**Passage shown:**
Begin
Mugga Lane accepts about 300,000 tonnes of rubbish a year, and Mr McKenzie said 90 per cent of that could be diverted to Fyshwick. Of the 270,000 tonnes a year that came in, he expected about 20 per cent would be recyclable, leaving more than 200,000 tonnes to be burned for energy. It would produce up to 30 megawatts, sufficient to power 28,000 homes, and is being touted as a "green solution" that would put Canberra at the forefront of waste management.
Four per cent of the amount going into the plant would be left as residue and returned to landfill.
The firm's scoping document envisages up to 400,000 tonnes altogether including as much as 150,000 tonnes via rail from elsewhere - ensuring a consistent supply so the waste-to energy plant can be "a true baseload electricity generator". It also envisages using sludge from Canberra and Queanbeyan sewerage and water plants to fuel the plant.
But Mr McKenzie said the main focus was not interstate, but the Mugga Lane landfill.
The plan comes just months after Foy was knocked back in its bid for a factory at Hume that would convert plastics to diesel and petrol, but Mr McKenzie said the proposals were completely different.
His project would send recyclable plastics to recycling, and would produce electricity rather than fuel. It was also based on proven technology, used in hundreds of plants around the world. While none were operating in Australia yet, a similar factory had approval in Western Australia.
End
**Exercise task a:** In the passage above about the waste plant, turn the paragraph beginning "His project would send" into a short list that keeps its main facts.

**Data:**
Begin
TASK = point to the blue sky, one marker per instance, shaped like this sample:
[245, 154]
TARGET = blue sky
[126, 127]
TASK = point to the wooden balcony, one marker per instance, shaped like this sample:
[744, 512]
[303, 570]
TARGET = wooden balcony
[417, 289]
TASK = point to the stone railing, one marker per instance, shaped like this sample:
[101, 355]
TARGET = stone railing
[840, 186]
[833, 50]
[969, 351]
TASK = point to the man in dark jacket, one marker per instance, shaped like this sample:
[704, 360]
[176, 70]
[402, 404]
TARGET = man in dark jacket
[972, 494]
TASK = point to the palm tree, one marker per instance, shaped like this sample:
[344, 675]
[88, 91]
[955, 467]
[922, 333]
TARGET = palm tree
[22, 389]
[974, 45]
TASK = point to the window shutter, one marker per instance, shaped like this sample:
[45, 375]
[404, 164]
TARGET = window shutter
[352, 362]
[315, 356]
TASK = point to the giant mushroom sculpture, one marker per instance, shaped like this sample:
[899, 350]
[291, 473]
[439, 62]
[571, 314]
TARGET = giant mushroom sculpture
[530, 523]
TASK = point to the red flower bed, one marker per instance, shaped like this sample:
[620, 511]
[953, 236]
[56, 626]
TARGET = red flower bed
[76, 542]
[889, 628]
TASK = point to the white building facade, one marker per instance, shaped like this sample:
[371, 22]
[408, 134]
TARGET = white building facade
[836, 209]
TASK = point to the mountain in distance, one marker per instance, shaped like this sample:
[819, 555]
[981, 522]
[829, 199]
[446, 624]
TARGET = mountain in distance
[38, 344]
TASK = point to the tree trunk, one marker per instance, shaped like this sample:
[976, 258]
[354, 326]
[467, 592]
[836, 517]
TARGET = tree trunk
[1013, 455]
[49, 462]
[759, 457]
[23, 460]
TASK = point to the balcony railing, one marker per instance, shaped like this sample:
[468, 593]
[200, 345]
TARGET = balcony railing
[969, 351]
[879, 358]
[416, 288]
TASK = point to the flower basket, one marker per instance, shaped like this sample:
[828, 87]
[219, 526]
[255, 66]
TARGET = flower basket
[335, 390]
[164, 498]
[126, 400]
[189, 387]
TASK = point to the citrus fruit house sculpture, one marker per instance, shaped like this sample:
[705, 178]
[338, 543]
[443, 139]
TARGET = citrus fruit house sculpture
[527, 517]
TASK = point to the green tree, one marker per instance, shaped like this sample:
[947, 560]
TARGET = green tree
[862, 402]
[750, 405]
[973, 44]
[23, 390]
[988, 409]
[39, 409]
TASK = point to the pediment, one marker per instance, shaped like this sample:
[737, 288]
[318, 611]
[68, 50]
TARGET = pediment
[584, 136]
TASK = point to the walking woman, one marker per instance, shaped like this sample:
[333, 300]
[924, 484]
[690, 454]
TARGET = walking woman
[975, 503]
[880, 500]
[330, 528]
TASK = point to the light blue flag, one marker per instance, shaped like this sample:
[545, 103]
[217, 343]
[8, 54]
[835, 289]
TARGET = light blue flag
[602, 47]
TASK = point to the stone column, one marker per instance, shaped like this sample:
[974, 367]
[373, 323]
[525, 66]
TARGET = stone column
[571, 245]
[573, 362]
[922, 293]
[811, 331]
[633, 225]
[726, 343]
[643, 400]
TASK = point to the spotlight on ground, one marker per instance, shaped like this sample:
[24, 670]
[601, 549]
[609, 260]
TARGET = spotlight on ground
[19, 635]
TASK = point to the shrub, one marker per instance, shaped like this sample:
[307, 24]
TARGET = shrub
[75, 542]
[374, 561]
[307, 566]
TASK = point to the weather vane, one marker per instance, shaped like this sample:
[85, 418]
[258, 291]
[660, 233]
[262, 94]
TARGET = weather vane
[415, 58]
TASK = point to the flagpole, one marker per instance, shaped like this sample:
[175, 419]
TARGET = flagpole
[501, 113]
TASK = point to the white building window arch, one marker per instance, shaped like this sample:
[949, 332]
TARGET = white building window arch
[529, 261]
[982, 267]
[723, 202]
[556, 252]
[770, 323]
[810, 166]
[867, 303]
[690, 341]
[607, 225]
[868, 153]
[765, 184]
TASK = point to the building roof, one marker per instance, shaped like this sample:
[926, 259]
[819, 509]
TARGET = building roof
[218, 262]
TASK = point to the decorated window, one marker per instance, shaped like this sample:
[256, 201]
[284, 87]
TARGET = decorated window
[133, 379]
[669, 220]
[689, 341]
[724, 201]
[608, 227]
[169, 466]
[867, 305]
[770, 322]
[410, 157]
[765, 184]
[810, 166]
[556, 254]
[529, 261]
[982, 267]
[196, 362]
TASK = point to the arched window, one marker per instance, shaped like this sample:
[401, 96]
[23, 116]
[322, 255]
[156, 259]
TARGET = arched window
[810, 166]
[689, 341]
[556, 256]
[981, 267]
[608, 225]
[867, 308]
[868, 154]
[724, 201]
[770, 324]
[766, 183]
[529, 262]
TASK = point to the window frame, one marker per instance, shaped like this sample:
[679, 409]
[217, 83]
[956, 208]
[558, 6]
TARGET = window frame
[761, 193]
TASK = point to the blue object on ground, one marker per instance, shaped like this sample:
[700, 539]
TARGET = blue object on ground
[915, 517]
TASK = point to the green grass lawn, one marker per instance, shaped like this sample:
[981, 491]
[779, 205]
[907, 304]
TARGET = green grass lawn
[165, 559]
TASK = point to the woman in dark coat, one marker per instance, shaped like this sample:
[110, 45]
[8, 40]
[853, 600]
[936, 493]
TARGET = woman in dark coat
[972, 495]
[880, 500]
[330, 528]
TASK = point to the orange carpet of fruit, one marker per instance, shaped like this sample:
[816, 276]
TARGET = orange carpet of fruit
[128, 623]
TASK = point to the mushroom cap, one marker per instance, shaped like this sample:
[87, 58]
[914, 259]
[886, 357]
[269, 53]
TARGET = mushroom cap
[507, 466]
End
**Exercise task b:** Reproduce, unchanged, the lines of the entries from the one containing "TASK = point to the woman" through the final line of the entries.

**Reply a:**
- Recyclable plastics would be sent to recycling.
- The plant would produce electricity, not fuel.
- It uses proven technology found in hundreds of plants worldwide.
- None operate in Australia yet, but a similar factory has approval in Western Australia.

**Reply b:**
TASK = point to the woman in dark coat, one marker per instance, shaped like this sample:
[110, 45]
[8, 40]
[853, 600]
[936, 493]
TARGET = woman in dark coat
[972, 495]
[880, 500]
[330, 528]
TASK = point to the orange carpet of fruit, one marker per instance, shaped like this sample:
[816, 276]
TARGET = orange carpet of fruit
[128, 623]
TASK = point to the mushroom cap, one marker per instance, shaped like this sample:
[87, 58]
[914, 259]
[886, 357]
[269, 53]
TARGET = mushroom cap
[507, 466]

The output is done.